→ Task requirements
Scan each line of the records for the word "instance" and extract the ones that have it.

→ Material provided
-*-*-

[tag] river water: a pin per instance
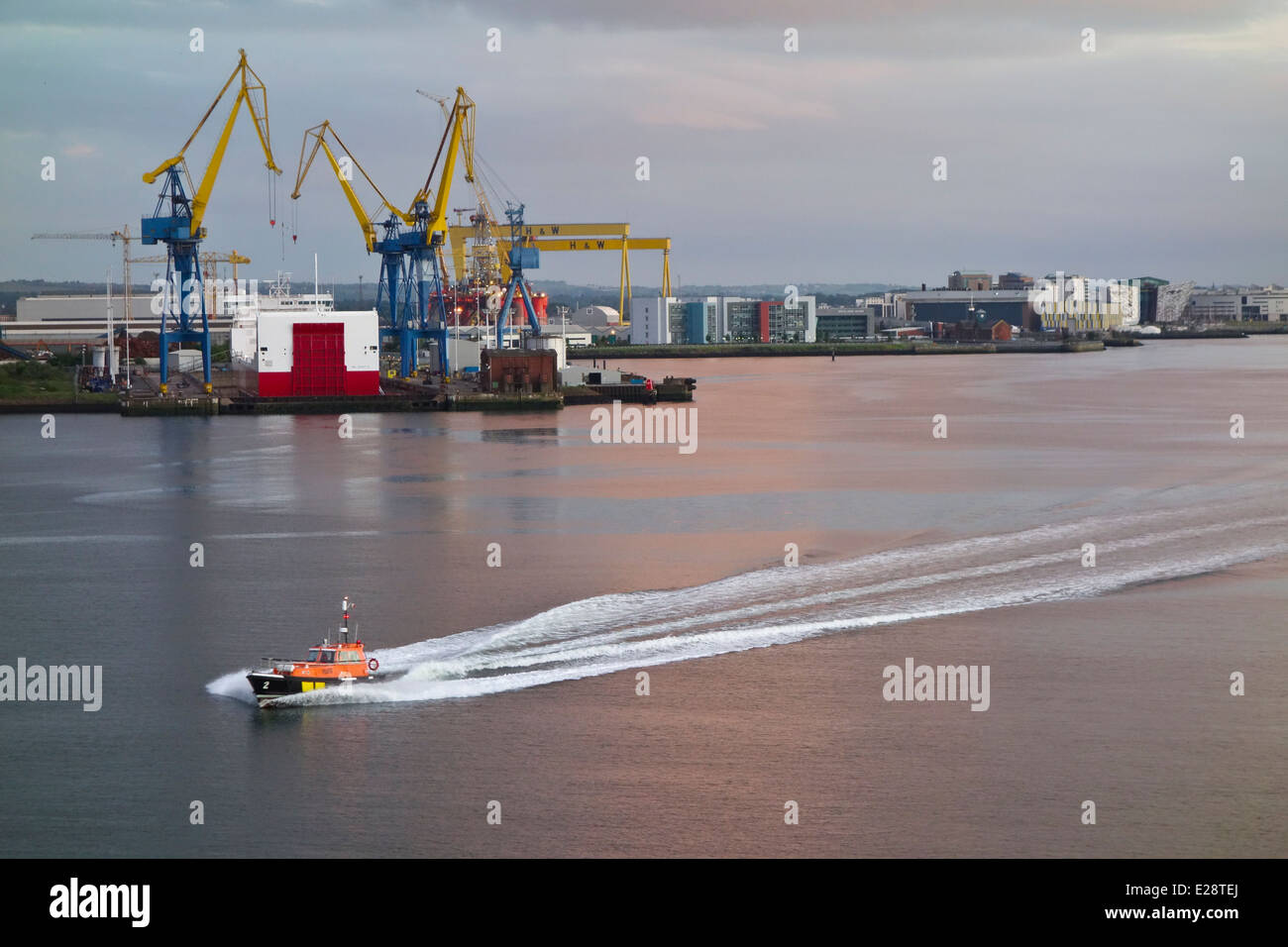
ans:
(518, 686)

-*-*-

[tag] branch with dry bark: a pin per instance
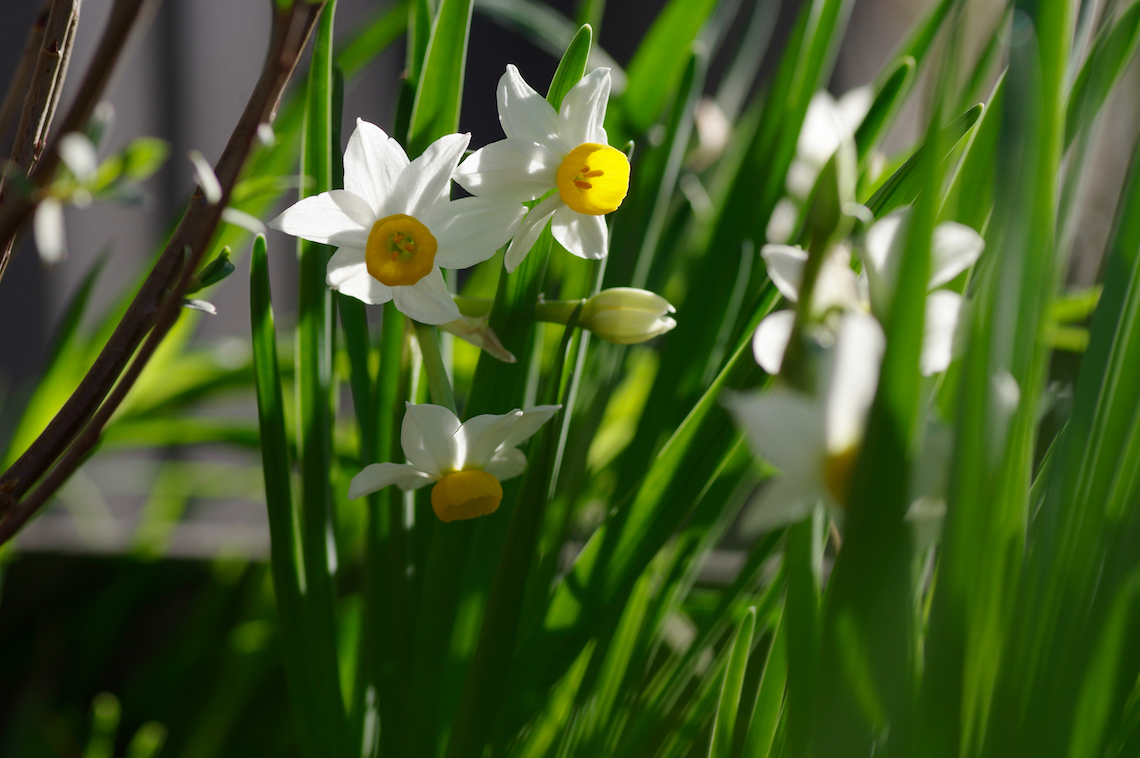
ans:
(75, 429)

-*-*-

→ Answer space
[tag] river water: a pin per instance
[tag] branch with dry bark: a pin per instance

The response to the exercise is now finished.